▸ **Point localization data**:
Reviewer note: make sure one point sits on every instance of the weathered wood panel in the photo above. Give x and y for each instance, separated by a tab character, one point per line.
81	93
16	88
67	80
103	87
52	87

▸ **Requirement**: All of the data must be written out again, exactly as it stands.

▸ **Completed task**:
Reviewer note: make sure one point sits on every instance of the weathered wood panel in the photo above. Give x and y for each instance, separated by a tab character, one point per line.
81	93
16	88
67	80
103	87
52	87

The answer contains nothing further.